--- Exercise task ---
Could you copy all of the material below word for word, leaving out the pictures?

::: Rows

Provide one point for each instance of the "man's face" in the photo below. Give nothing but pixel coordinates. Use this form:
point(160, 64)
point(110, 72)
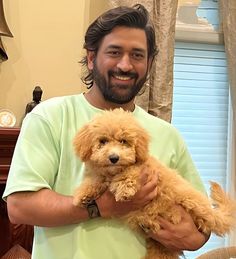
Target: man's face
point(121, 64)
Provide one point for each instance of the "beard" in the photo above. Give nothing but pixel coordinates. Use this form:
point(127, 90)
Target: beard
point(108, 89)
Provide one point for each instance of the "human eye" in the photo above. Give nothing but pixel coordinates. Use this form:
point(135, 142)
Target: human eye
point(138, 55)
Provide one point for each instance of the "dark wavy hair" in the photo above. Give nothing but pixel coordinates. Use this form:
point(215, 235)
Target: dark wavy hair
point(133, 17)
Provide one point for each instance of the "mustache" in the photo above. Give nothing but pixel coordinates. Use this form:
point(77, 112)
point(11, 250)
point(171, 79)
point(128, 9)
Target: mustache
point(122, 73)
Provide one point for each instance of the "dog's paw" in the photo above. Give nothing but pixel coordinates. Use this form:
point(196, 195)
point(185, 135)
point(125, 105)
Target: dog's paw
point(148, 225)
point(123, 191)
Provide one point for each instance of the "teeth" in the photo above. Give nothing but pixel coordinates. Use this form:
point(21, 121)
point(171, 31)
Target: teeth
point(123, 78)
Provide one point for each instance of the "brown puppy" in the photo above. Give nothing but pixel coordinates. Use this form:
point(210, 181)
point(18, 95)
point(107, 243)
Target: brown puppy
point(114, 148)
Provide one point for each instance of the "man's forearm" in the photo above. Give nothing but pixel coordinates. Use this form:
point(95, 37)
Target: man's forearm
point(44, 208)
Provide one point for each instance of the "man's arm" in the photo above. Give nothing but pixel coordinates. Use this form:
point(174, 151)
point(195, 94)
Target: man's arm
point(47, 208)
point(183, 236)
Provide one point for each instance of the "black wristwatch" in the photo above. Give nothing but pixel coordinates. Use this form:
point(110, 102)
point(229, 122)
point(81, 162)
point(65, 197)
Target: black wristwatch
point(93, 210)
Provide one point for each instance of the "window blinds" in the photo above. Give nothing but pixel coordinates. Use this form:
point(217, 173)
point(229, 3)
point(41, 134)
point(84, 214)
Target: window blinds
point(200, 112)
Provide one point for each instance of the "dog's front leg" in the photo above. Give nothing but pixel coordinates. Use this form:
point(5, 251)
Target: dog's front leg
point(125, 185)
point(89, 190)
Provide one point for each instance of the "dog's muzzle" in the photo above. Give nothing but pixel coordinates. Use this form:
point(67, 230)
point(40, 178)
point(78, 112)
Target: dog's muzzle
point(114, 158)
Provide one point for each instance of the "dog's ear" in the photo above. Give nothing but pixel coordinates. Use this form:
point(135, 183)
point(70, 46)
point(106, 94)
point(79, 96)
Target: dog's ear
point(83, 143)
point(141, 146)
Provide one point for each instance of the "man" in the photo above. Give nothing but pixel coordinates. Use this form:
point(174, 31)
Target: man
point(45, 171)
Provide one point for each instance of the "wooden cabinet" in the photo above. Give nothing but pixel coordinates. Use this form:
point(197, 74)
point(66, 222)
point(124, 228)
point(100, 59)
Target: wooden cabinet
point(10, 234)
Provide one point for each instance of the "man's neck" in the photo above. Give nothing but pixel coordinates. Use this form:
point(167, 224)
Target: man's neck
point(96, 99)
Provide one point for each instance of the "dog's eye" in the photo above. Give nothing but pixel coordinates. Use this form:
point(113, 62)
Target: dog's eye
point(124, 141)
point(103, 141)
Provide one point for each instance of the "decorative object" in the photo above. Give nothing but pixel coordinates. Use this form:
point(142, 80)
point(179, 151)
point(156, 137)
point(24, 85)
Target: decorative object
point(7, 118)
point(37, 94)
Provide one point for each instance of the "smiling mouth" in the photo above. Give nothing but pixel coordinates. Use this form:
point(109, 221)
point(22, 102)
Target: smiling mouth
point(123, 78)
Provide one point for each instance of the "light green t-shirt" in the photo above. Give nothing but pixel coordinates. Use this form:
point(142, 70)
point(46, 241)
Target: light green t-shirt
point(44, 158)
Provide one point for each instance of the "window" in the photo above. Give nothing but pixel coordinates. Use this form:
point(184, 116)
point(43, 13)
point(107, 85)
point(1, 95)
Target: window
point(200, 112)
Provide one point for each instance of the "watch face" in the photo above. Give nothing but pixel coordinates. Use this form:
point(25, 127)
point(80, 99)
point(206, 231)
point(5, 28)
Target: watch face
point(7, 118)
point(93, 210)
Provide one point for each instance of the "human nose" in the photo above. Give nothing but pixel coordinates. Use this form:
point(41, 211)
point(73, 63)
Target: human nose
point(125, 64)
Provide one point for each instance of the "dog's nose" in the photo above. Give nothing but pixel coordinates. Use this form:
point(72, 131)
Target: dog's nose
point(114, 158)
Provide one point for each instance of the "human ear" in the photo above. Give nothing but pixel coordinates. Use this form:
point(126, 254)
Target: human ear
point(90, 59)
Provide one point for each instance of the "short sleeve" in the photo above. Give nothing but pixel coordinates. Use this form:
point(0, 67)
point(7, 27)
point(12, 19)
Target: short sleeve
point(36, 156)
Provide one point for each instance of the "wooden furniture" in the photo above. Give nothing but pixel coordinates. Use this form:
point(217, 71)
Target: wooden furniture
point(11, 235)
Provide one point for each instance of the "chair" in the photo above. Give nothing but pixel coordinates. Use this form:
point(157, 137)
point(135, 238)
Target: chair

::::::

--- Exercise result ---
Provide one point for each instance of the "man's face" in the photo below. Give nothing but pixel coordinates. Use this form:
point(160, 64)
point(110, 72)
Target: man's face
point(121, 64)
Provide one point for each instance of the "beard" in the photo above. Give nothing but pixel coordinates. Use this form:
point(127, 90)
Target: beard
point(108, 89)
Provide one point for each instance of the "human eye" in the photo above. Give nothing but pixel coordinates. Use this form:
point(135, 142)
Target: human eye
point(138, 55)
Provide one point for each instance of the "dark wavy hair" in the photo above. Give nothing but pixel coordinates. Use this form:
point(215, 235)
Target: dark wavy hair
point(133, 17)
Provide one point for each instance of the "mustache" in the photo above. Give nothing but pixel coordinates. Use this form:
point(77, 112)
point(11, 250)
point(171, 79)
point(128, 9)
Target: mustache
point(122, 73)
Provide one point for each instance of the "dog's paw" in the photo above. Give nothing but pixel coordinates. Use this form:
point(196, 195)
point(185, 135)
point(125, 105)
Target: dog's paw
point(148, 225)
point(123, 191)
Provide one point for each instance of the "teeth" in the photo above. Give nothing but pixel coordinates. Use this form:
point(21, 121)
point(171, 31)
Target: teeth
point(123, 78)
Provide one point for each instance of the "brown puppy" in the photo above. Give nothing but pixel coordinates. Use this form:
point(210, 181)
point(18, 95)
point(107, 243)
Target: brown puppy
point(114, 148)
Provide one point for each instance of the "man's forearm" in the photo above. Give nothing but pixel coordinates. Use this form:
point(95, 37)
Target: man's forearm
point(44, 208)
Provide one point for each instance of the "man's arm" in the photo above. Give nothing but pixel coordinates. Use this form:
point(174, 151)
point(195, 94)
Target: man's arm
point(47, 208)
point(183, 236)
Provide one point for each instance of the "black wristwatch" in the photo above. Give nothing but pixel coordinates. Use this form:
point(110, 102)
point(229, 122)
point(81, 162)
point(65, 197)
Target: black wristwatch
point(93, 210)
Provide one point for each instance of the "window blinds" in the photo above. Give nothing but pixel coordinates. Use this form:
point(217, 173)
point(229, 3)
point(41, 134)
point(84, 214)
Target: window blinds
point(200, 112)
Provide one point for each instance of the "dog's front leg" in the photo above. Give nothing but pixel coordinates. Use this form:
point(5, 251)
Target: dog's front leg
point(125, 185)
point(89, 190)
Provide one point for each instance of the "dog's muzzle" in the photo above. Give nothing but pixel coordinates. Use this form:
point(67, 230)
point(40, 178)
point(78, 112)
Target: dog's muzzle
point(114, 158)
Provide one point for each instance of the "dog's ear" in the photo above. Give nothing but pixel coordinates. Use this form:
point(135, 183)
point(70, 46)
point(106, 94)
point(79, 96)
Target: dog's ear
point(83, 143)
point(141, 146)
Provide one point for each instance of the "man" in the photo above. Give nothing but pixel coordinates. Use this form:
point(174, 31)
Target: man
point(45, 171)
Provide one point for each instance of the "wooden cabinet" in the photo above. Give nothing but pixel coordinates. Use this form:
point(197, 74)
point(66, 222)
point(124, 228)
point(100, 59)
Target: wooden cabinet
point(10, 234)
Provide one point for each instance of the "man's neck" in the photo above. Give nothing but pixel coordinates. Use this form:
point(167, 224)
Target: man's neck
point(96, 99)
Provide one point for each instance of the "dog's eye" in the photo above. Give nothing but pixel coordinates. Use this form:
point(113, 62)
Target: dog's eye
point(124, 141)
point(103, 141)
Provide one point for each instance of the "decorative object" in the photo above. Give nothing but pixel coordinates. Use this form:
point(142, 80)
point(179, 151)
point(156, 137)
point(24, 85)
Target: decorative object
point(7, 118)
point(37, 94)
Provide one point for each instance of the "smiling mouth" in the photo above. Give nothing but pixel coordinates. Use this form:
point(109, 221)
point(22, 102)
Target: smiling mouth
point(123, 78)
Provide one point for each instance of the "light green t-shirt" in the photo above. Give nothing but pixel coordinates. Use this form:
point(142, 70)
point(46, 241)
Target: light green t-shirt
point(44, 158)
Provide one point for each instance of the "window" in the photo above. Give nothing but pixel coordinates. Use this form:
point(184, 116)
point(43, 13)
point(107, 85)
point(1, 95)
Target: window
point(200, 112)
Provide one point for each instance of the "watch face" in the photo above. Give nothing but pixel coordinates. Use this form:
point(25, 127)
point(80, 99)
point(206, 231)
point(5, 28)
Target: watch face
point(7, 118)
point(93, 210)
Provide one point for each instance of the "human nose" in the photo above. Give nothing but pixel coordinates. Use this form:
point(41, 211)
point(73, 63)
Target: human nose
point(125, 64)
Provide one point for each instance of the "dog's nose" in the photo above. Give nothing but pixel coordinates. Use this form:
point(72, 131)
Target: dog's nose
point(114, 158)
Provide one point for each instance of the "human ear" in the photo above. Give nothing but pixel coordinates. Use this form:
point(126, 254)
Target: human ear
point(90, 59)
Provide one point for each instance of the "short sleeve" in the photo above. Give nothing but pixel coordinates. Use this form:
point(0, 67)
point(7, 27)
point(12, 19)
Target: short sleeve
point(36, 156)
Provide one point for each instance of the "wooden furniture" in the photo above. Give nothing but pixel coordinates. Use this form:
point(217, 71)
Target: wooden furniture
point(11, 235)
Provide one point for each instance of the "chair" in the photo above. Give nothing but pixel coordinates. Use this form:
point(157, 137)
point(135, 238)
Target: chair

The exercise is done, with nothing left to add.